* _Objective_
Turn the entries below into a JSON list of strings, with each line as its own string and blank lines left out.

* _Supplied entries_
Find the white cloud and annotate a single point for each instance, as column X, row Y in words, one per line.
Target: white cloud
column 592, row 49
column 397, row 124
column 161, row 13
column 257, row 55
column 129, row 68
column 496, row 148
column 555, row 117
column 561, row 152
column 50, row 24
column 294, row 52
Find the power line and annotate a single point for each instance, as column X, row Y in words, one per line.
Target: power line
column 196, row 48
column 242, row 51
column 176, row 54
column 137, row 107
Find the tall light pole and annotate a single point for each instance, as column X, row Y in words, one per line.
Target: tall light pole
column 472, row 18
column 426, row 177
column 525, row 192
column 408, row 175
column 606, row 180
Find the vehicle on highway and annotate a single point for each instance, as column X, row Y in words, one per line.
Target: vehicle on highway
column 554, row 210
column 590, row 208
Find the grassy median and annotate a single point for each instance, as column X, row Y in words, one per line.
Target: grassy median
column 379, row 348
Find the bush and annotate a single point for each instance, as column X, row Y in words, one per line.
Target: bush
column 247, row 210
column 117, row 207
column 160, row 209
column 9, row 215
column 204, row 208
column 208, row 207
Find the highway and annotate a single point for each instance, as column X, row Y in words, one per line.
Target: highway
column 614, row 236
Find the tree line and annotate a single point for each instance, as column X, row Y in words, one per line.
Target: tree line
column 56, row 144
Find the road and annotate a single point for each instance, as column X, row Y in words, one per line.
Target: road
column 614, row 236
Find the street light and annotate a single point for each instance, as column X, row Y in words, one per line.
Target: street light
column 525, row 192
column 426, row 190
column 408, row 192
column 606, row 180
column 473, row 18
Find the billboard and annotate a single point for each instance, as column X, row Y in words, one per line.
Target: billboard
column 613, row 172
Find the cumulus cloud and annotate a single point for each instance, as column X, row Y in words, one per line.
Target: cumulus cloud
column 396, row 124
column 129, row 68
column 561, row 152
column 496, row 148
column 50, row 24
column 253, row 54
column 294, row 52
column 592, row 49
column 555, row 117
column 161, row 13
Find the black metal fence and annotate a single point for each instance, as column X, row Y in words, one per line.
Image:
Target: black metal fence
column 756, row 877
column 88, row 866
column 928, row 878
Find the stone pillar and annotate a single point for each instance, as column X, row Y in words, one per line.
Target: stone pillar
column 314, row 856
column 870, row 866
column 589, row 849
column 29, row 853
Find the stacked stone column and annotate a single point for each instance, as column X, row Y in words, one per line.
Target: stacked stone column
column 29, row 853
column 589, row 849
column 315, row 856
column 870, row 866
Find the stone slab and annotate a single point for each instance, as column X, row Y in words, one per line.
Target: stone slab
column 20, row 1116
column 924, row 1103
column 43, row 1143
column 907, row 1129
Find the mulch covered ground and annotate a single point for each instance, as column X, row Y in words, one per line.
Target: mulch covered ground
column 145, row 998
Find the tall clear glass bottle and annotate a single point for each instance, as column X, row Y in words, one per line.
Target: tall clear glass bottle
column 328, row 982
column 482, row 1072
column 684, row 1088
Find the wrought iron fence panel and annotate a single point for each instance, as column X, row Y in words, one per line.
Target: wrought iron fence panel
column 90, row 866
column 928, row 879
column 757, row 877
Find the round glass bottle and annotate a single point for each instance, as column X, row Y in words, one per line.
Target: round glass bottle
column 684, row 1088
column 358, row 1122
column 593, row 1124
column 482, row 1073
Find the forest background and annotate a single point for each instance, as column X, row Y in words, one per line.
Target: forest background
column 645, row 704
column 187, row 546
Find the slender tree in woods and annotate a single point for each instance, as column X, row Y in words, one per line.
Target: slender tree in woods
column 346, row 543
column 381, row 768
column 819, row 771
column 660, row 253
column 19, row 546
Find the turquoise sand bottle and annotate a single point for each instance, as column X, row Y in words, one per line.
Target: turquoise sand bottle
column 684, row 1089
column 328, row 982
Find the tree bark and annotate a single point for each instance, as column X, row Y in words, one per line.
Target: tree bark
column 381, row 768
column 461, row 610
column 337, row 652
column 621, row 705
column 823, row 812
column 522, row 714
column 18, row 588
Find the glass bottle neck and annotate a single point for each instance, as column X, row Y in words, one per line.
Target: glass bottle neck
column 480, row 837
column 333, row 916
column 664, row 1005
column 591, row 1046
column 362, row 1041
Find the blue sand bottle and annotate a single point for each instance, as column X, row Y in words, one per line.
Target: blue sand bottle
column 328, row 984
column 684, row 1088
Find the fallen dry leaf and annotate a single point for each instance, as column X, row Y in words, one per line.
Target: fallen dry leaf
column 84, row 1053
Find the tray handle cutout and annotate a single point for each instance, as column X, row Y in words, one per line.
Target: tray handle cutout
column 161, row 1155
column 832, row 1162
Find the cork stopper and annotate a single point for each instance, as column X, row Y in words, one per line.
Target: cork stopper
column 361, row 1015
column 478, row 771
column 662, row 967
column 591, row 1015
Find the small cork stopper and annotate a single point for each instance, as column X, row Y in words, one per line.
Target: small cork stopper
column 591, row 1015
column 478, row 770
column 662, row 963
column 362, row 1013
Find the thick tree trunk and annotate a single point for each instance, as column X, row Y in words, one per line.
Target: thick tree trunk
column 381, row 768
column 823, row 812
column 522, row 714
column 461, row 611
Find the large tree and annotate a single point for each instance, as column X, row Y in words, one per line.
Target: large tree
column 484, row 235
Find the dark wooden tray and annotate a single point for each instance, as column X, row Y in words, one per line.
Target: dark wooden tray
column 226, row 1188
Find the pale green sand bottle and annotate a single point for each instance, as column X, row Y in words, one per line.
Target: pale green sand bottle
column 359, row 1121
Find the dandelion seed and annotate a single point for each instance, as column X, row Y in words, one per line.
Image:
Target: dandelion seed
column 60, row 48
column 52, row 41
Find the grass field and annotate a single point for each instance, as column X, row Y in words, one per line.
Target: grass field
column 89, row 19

* _Answer for the task_
[
  "Find the white cloud and annotate a single point for each instance, as column X, row Y in words, one per line.",
  "Target: white cloud",
  "column 592, row 49",
  "column 397, row 124",
  "column 161, row 13",
  "column 257, row 55",
  "column 129, row 68",
  "column 496, row 148",
  "column 555, row 117",
  "column 561, row 152",
  "column 50, row 24",
  "column 294, row 52",
  "Find the power line and annotate a single point for each instance, as column X, row Y in words, one per line.",
  "Target: power line",
  "column 196, row 48",
  "column 242, row 51",
  "column 176, row 54",
  "column 137, row 107",
  "Find the tall light pole and annotate a single point for each instance, as column X, row Y in words, one per line.",
  "Target: tall light pole",
  "column 472, row 18",
  "column 426, row 177",
  "column 525, row 192",
  "column 408, row 175",
  "column 606, row 180",
  "Find the vehicle on highway and annotate a single point for each instance, as column X, row Y in words, one per line.",
  "Target: vehicle on highway",
  "column 554, row 210",
  "column 590, row 208",
  "Find the grassy median and annotate a single point for each instance, as column X, row Y in words, one per line.",
  "Target: grassy median",
  "column 379, row 348",
  "Find the bush and annotate a single point for each instance, as column X, row Y in words, one per line.",
  "Target: bush",
  "column 247, row 210",
  "column 117, row 207",
  "column 160, row 209",
  "column 9, row 215",
  "column 204, row 208",
  "column 208, row 207",
  "Find the highway and annotate a single point for each instance, as column X, row Y in words, one per line.",
  "Target: highway",
  "column 614, row 236",
  "Find the tree line and annotate a single point for each instance, as column X, row Y in words, one per line.",
  "Target: tree line",
  "column 56, row 144",
  "Find the road and annotate a single point for each instance, as column X, row Y in words, one per line.",
  "Target: road",
  "column 614, row 236",
  "Find the street light and annotate a single point for each instance, as column X, row Y in words, one per line.",
  "Target: street light",
  "column 525, row 192",
  "column 426, row 190",
  "column 408, row 192",
  "column 606, row 180",
  "column 473, row 18",
  "Find the billboard and annotate a single point for each instance, as column X, row Y in words, one per line.",
  "Target: billboard",
  "column 613, row 172",
  "Find the cumulus cloud and annotate a single point for each instance, as column X, row Y in words, one per line.",
  "Target: cumulus cloud",
  "column 396, row 124",
  "column 129, row 68",
  "column 561, row 152",
  "column 496, row 148",
  "column 50, row 24",
  "column 253, row 54",
  "column 294, row 52",
  "column 592, row 49",
  "column 555, row 117",
  "column 161, row 13",
  "Find the black metal fence and annotate a single point for each instance, as column X, row Y in words, one per line.",
  "Image:",
  "Target: black metal fence",
  "column 756, row 877",
  "column 88, row 866",
  "column 928, row 878",
  "Find the stone pillar and annotate a single point for each instance, as column X, row Y in words, one per line.",
  "Target: stone pillar",
  "column 314, row 856",
  "column 870, row 866",
  "column 589, row 849",
  "column 29, row 853",
  "Find the stacked stone column and annotate a single point for each instance, as column X, row Y in words, one per line.",
  "Target: stacked stone column",
  "column 29, row 853",
  "column 589, row 849",
  "column 315, row 856",
  "column 870, row 866",
  "Find the stone slab and annotate a single point for each instance, as column X, row Y in words, one per line.",
  "Target: stone slab",
  "column 20, row 1116",
  "column 924, row 1103",
  "column 43, row 1143",
  "column 907, row 1129",
  "Find the mulch covered ground and annotate a single point for each instance, as column X, row Y in words, one per line.",
  "Target: mulch covered ground",
  "column 145, row 998",
  "Find the tall clear glass bottle and annotate a single point for each instance, as column X, row Y in words, one per line.",
  "Target: tall clear glass bottle",
  "column 328, row 982",
  "column 482, row 1072",
  "column 684, row 1088",
  "Find the wrought iron fence panel and annotate a single point for each instance, as column X, row Y in words, one per line.",
  "Target: wrought iron fence panel",
  "column 90, row 866",
  "column 928, row 879",
  "column 757, row 877",
  "Find the round glass bottle and annotate a single point for each instance, as column X, row Y in words, one per line.",
  "Target: round glass bottle",
  "column 684, row 1088",
  "column 358, row 1122",
  "column 593, row 1124",
  "column 482, row 1073",
  "Find the forest background and annotate a single point for each instance, as column X, row Y in words, one per line.",
  "Target: forest background",
  "column 645, row 704",
  "column 187, row 546",
  "Find the slender tree in woods and annotate a single point for each instance, as column X, row Y in words, one per line.",
  "Target: slender tree in woods",
  "column 346, row 543",
  "column 381, row 768",
  "column 819, row 771",
  "column 660, row 253",
  "column 19, row 546",
  "Find the turquoise sand bottle and annotate a single point for each instance, as column X, row Y in words, one per line.",
  "Target: turquoise sand bottle",
  "column 684, row 1089",
  "column 328, row 982",
  "Find the tree bark and annotate a single point for each instance, as column X, row Y in words, one per line.",
  "Target: tree bark",
  "column 381, row 768",
  "column 461, row 610",
  "column 337, row 652",
  "column 621, row 705",
  "column 823, row 812",
  "column 522, row 714",
  "column 18, row 588",
  "Find the glass bottle neck and annotate a single point for each instance, as column X, row Y in words, one per line.",
  "Target: glass bottle neck",
  "column 480, row 837",
  "column 333, row 916",
  "column 664, row 1005",
  "column 591, row 1046",
  "column 362, row 1041",
  "Find the blue sand bottle and annotate a single point for each instance, as column X, row Y in words, one per line.",
  "Target: blue sand bottle",
  "column 328, row 984",
  "column 684, row 1088",
  "Find the fallen dry leaf and annotate a single point for each instance, as column X, row Y in words, one per line.",
  "Target: fallen dry leaf",
  "column 84, row 1053",
  "Find the tray handle cutout and annotate a single point for each instance, as column X, row Y in words, one per line.",
  "Target: tray handle cutout",
  "column 161, row 1155",
  "column 832, row 1162",
  "Find the cork stopper and annotate a single point for each instance, as column X, row Y in words, one per line.",
  "Target: cork stopper",
  "column 361, row 1015",
  "column 478, row 771",
  "column 662, row 967",
  "column 591, row 1015",
  "Find the small cork stopper and annotate a single point for each instance, as column X, row Y in words, one per line.",
  "Target: small cork stopper",
  "column 591, row 1015",
  "column 478, row 770",
  "column 662, row 963",
  "column 362, row 1013",
  "Find the thick tree trunk and annotate a single point for each instance, as column X, row Y in words, one per line.",
  "Target: thick tree trunk",
  "column 381, row 768",
  "column 823, row 812",
  "column 522, row 714",
  "column 461, row 611",
  "Find the large tree and annotate a single point for each instance, as column X, row Y in words, one per line.",
  "Target: large tree",
  "column 484, row 235",
  "Find the dark wooden tray and annotate a single point for each instance, as column X, row Y in words, one per line.",
  "Target: dark wooden tray",
  "column 226, row 1188",
  "Find the pale green sand bottle and annotate a single point for each instance, as column X, row Y in words, one per line.",
  "Target: pale green sand bottle",
  "column 359, row 1121",
  "Find the dandelion seed and annotate a single point for each instance, as column X, row Y in words, one per line.",
  "Image:",
  "Target: dandelion seed",
  "column 60, row 48",
  "column 52, row 41",
  "Find the grass field and annotate a single point for each instance, as column X, row Y in words, one per line.",
  "Target: grass field",
  "column 89, row 19"
]